What/how would I determine if my reels have the needed relief grind?

I have two reels, the standard 6-blade that it came with (quite sharp & no complaints), along with a 10-blade that I purchased as "clearance" from Horizon Distributors. I have not yet used the 10-blade at all but, to the eye/touch at least, it seems like it's nowhere near as sharp as my 6-blade was/is. I don't know if the angles are just different or something, or if it was maybe a demo unit that has been dulled down a bit (Roland @ Allett said he'd expect both to be equally sharp upon delivery, but I haven't yet gotten to try the 10-blade)

That said, I'd like to know if I'll be able to back-lap my reels or not. What am I looking for, as far as "relief grind" is concerned?

I also have to admit, I've been curious -- is there any reason you can't sharpen the reels like you would a [regular or higher-end] kitchen knife? Meaning, with a whetstone and/either/or a belt sander (or grinder) with a relatively fine [and progressively-finer] abrasive material on it [ie high-grit sandpaper, or a high-grit/polish-level grinder blade]? Is it just difficult to get it right, or what's "the magic" that golf shops use?

I'm guessing it's mainly expertise & experience [that they have & that I certainly don't] --- but I can't help but ask! =D


----------



## HungrySoutherner (May 29, 2018)
+===+
**JOBS**
(a) In the forum post about sharpening reels, where did the poster buy the 10-blade reel?
(b) Which tools and abrasive materials does the forum post about sharpening reels suggest for sharpening them like a kitchen knife?
+===+
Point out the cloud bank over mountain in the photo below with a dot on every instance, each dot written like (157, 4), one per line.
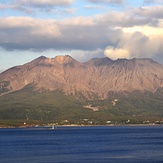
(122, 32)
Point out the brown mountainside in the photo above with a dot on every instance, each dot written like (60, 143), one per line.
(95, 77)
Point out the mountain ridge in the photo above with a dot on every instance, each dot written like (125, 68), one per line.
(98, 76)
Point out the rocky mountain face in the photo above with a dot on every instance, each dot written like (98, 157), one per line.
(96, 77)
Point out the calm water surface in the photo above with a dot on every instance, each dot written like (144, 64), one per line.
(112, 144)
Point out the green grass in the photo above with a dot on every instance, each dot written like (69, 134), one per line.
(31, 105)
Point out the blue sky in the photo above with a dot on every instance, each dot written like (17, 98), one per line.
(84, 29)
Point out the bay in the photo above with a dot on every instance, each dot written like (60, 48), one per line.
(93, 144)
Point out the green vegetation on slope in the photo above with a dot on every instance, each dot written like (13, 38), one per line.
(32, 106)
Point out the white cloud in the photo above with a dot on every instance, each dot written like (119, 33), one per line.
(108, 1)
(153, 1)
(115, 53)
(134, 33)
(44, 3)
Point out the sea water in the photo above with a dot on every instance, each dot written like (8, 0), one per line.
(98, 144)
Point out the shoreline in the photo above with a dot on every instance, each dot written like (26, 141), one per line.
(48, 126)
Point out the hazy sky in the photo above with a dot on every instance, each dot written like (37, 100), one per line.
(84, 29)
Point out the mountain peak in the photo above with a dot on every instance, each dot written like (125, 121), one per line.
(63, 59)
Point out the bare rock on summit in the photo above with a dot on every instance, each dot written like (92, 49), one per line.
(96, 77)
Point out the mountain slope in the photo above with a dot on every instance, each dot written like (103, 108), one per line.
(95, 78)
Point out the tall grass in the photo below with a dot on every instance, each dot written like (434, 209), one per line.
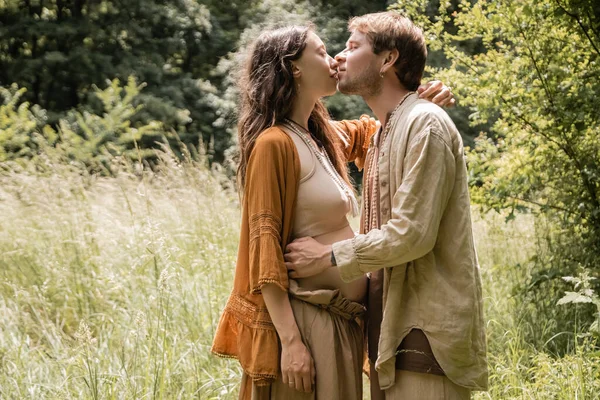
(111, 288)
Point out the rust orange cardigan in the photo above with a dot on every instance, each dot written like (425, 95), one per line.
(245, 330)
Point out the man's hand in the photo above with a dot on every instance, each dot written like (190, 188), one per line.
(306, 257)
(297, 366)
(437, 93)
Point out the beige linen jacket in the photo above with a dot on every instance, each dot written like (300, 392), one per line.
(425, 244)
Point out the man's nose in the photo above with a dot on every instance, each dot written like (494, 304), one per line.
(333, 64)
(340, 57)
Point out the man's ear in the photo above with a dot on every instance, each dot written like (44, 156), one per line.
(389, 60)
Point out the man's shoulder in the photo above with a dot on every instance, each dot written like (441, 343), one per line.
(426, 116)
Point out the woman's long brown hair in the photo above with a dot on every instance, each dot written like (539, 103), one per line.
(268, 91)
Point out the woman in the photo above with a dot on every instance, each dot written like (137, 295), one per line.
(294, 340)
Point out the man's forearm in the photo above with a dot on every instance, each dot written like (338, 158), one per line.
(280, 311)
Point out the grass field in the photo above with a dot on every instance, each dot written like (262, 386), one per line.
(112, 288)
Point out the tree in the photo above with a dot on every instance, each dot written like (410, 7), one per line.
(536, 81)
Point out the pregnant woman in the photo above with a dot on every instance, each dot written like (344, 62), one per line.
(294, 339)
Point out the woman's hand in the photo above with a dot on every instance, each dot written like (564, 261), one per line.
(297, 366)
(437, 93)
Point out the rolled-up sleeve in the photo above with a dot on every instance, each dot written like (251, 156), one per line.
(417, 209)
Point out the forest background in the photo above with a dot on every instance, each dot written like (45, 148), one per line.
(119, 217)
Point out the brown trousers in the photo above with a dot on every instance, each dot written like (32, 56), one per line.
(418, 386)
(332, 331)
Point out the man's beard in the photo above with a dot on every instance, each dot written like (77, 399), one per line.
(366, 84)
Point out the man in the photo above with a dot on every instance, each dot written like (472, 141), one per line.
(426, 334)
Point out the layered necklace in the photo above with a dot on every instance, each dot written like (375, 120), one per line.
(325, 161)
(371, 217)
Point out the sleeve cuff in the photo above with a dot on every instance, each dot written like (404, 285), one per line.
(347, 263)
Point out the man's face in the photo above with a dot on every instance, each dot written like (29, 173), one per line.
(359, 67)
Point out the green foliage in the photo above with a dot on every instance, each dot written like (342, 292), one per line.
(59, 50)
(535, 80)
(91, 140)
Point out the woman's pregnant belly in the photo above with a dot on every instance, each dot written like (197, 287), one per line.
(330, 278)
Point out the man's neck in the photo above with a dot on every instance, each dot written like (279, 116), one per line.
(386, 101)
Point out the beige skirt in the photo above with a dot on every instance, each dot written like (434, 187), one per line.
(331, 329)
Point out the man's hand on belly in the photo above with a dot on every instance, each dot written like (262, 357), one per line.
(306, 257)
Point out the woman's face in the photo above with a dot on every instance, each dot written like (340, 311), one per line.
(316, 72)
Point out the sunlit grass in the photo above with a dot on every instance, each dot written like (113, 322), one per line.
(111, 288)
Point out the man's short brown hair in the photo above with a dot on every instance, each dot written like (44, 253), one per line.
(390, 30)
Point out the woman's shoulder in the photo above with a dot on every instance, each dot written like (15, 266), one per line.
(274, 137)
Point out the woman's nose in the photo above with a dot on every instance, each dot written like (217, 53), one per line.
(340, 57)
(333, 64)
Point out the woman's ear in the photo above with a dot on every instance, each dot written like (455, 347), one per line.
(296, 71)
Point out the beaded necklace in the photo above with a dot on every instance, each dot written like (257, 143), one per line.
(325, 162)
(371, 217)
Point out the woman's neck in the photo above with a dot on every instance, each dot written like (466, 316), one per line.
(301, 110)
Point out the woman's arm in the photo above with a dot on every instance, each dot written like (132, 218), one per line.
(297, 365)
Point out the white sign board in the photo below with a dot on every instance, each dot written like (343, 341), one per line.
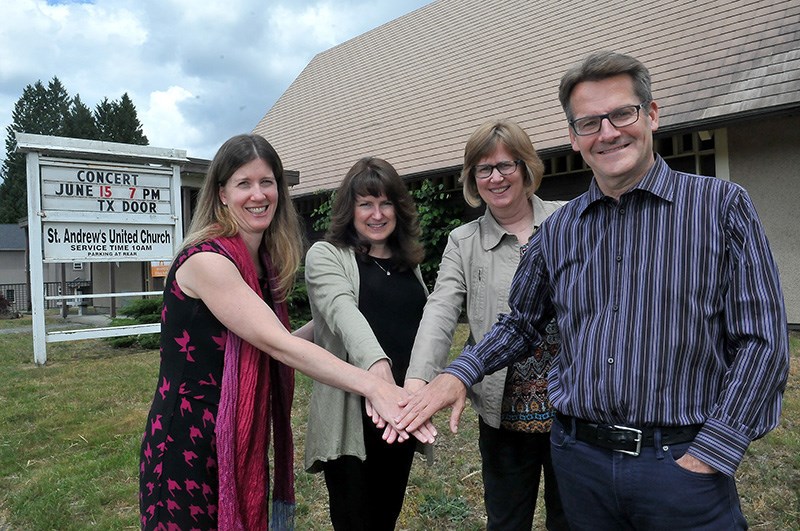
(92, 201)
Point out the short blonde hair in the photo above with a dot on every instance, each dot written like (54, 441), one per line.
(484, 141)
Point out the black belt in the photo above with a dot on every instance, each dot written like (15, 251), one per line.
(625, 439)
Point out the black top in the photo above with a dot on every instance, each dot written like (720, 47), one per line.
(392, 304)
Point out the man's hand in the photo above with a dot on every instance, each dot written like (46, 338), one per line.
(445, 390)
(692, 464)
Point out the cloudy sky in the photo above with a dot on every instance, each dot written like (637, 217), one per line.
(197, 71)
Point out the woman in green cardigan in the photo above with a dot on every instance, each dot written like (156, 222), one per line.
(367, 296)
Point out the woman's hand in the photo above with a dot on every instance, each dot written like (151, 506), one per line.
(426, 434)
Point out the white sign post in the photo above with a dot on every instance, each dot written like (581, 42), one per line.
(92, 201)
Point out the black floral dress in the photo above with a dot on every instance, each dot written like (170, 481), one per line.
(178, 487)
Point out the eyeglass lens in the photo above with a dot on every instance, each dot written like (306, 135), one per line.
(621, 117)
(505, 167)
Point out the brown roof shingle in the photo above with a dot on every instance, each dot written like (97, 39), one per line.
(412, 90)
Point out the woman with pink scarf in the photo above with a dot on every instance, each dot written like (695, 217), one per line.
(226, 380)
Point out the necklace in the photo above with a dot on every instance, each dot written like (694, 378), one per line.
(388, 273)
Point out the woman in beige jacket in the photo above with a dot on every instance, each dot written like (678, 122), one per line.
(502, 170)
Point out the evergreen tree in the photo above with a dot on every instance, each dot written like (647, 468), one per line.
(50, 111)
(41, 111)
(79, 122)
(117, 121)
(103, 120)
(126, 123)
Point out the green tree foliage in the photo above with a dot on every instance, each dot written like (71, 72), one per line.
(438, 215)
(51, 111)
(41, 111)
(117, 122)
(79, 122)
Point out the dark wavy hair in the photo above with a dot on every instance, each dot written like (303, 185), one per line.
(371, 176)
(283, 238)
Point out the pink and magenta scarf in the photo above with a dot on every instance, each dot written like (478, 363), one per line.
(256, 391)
+===+
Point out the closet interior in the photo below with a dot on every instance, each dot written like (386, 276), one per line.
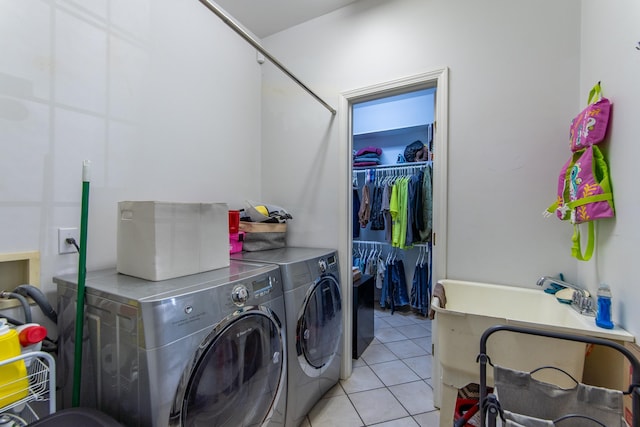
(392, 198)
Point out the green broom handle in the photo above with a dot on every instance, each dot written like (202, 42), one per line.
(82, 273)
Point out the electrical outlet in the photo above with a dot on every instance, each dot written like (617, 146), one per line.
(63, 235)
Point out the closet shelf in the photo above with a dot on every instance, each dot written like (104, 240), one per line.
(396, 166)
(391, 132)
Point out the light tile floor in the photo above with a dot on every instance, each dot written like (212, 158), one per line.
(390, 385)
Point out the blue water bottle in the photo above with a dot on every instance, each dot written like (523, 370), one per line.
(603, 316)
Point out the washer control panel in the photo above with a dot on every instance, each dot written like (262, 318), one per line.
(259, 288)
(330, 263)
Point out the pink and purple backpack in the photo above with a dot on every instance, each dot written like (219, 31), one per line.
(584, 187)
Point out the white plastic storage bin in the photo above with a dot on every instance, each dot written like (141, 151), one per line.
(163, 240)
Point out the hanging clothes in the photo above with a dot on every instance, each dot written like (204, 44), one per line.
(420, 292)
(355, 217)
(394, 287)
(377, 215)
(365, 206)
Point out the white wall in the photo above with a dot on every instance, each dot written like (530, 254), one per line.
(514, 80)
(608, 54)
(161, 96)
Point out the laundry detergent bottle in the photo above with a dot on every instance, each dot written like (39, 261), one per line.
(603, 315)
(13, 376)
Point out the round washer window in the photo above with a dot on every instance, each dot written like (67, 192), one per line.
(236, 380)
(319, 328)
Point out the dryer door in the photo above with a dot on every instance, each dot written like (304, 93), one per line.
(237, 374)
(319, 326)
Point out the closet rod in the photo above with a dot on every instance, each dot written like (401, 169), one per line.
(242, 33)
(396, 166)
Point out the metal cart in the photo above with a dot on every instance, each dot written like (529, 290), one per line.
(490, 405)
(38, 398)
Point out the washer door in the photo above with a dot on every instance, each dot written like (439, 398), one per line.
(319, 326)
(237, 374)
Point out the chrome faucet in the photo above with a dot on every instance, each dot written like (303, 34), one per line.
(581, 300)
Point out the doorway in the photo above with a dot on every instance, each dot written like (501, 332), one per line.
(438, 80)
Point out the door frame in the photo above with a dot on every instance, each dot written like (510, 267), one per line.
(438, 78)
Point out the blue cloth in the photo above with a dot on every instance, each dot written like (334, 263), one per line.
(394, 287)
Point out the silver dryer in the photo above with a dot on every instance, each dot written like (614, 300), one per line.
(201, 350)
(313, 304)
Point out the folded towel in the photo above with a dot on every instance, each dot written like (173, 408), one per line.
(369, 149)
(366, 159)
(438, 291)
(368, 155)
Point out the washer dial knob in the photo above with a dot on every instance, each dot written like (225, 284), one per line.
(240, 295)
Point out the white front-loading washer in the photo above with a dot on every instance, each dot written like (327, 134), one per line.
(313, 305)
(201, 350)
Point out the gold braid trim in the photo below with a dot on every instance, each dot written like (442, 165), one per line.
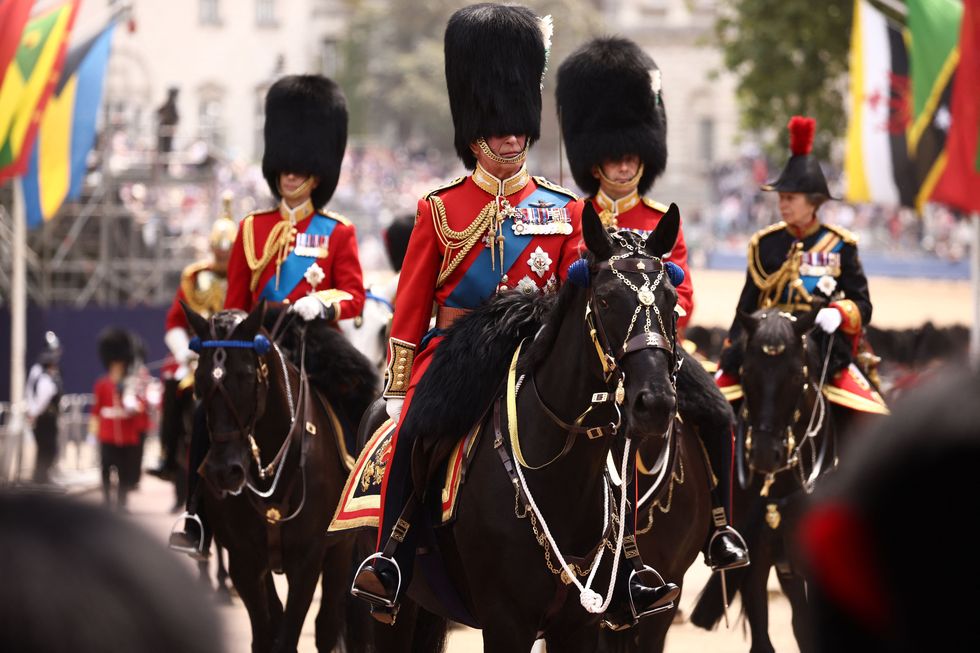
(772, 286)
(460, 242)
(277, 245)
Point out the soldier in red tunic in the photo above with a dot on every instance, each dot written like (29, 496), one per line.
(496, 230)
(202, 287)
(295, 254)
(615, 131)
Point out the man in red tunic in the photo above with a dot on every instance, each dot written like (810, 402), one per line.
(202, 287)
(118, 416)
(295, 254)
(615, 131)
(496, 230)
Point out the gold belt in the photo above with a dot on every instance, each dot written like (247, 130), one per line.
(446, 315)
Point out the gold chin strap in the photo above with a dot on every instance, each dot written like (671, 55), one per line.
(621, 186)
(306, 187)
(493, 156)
+===+
**ANSWERS TO THE TASKS**
(a) The poster bought it as "clearance" from Horizon Distributors.

(b)
- whetstone
- belt sander
- grinder
- high-grit sandpaper
- high-grit/polish-level grinder blade